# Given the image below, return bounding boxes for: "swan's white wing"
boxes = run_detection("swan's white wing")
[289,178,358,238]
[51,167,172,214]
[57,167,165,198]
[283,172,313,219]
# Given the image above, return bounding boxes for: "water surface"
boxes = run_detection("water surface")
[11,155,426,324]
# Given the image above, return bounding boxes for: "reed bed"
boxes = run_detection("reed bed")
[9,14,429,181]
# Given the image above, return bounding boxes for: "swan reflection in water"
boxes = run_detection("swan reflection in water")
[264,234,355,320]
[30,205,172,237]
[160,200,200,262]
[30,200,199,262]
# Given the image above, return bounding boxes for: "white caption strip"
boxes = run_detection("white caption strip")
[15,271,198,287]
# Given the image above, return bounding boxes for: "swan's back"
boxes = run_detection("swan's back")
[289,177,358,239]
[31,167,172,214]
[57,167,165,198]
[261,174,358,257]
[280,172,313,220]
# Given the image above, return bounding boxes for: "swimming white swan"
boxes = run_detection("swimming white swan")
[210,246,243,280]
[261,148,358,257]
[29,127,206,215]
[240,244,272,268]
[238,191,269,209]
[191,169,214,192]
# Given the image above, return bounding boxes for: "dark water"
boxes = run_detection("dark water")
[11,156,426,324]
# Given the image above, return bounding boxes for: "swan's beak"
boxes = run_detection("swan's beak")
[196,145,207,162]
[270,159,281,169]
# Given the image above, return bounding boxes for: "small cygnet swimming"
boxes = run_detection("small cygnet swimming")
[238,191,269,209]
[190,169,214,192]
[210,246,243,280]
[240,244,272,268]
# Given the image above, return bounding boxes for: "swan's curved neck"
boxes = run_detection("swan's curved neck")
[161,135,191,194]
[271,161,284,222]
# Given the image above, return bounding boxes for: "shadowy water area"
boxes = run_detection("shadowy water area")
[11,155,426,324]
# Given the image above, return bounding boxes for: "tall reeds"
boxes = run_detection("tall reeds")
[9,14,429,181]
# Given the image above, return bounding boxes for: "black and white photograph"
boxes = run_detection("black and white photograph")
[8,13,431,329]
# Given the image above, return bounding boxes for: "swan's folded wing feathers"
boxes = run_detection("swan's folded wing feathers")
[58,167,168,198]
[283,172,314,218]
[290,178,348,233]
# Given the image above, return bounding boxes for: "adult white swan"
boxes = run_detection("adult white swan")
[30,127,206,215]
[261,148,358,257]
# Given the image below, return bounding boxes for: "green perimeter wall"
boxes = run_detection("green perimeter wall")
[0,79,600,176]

Stated goal | Nothing in the listing may be changed; retype it all exactly.

Response for this exercise |
# Given the image below, return bounding boxes for: "swan's white wing"
boxes = run_detection("swan's white wing")
[289,178,358,238]
[51,167,172,214]
[57,167,165,198]
[283,172,313,219]
# Given the image above, return bounding boxes for: "water surface"
boxes = run_detection("water surface")
[11,155,426,324]
# Given the image above, return bounding boxes for: "reed bed"
boxes = run_detection("reed bed")
[9,14,429,181]
# Given the image above, return bounding boxes for: "swan reflection in water"
boxes = run_detection("swan reflection in water")
[264,234,355,320]
[30,205,172,237]
[160,200,200,262]
[30,200,199,262]
# Given the image above, return bounding boxes for: "white caption strip"
boxes = run_detection("white caption strip")
[15,271,198,287]
# Given the image above, return bounding boxes for: "swan's back"
boxes = run_detection("swan's back")
[289,177,358,239]
[31,167,172,214]
[57,167,165,198]
[261,174,358,257]
[280,172,313,220]
# Given the image above, return bounding boxes for: "swimming white swan"
boxes = run_detection("swimming white swan")
[210,246,243,280]
[261,148,358,257]
[29,127,206,215]
[240,244,272,268]
[238,191,269,209]
[191,169,214,192]
# Given the image above, return bounding boxes for: "dark water"
boxes = run_detection("dark water")
[11,156,426,324]
# Given the image above, return bounding boxes for: "swan's beak"
boxes = run_detection("swan's beak")
[196,145,207,162]
[270,159,281,169]
# Given the image above, return bounding boxes for: "small cygnet swimming"
boxes = run_detection("small cygnet swimming")
[238,191,269,209]
[190,169,214,192]
[210,246,243,280]
[240,244,272,268]
# Given the image above, return bounding boxes for: "swan's curved neck"
boxes = run_detection("swan's curved neck")
[161,135,191,194]
[271,161,284,222]
# Given the image above, return bounding boxes for: "shadowy water area"
boxes = run_detection("shadowy water area")
[11,155,426,324]
# Given the image above, return bounding boxes for: "tall reeds"
boxes = run_detection("tall reeds")
[9,14,429,181]
# Given the image above, return bounding boxes for: "black and white photograph"
boxes = run_detection("black and white photograph")
[8,13,431,329]
# Given the image above, return bounding boxes for: "swan's folded wing feathers"
boxes = run_detection("swan's folded wing feathers")
[58,167,168,198]
[283,172,314,218]
[290,178,348,233]
# Given the image above, return bounding boxes for: "adult white swan"
boxes = run_detection("adult white swan")
[30,127,206,215]
[261,148,358,257]
# Given the image below, return bounding boxes for: "green perimeter wall"
boxes = run_detection("green perimeter wall")
[0,79,600,176]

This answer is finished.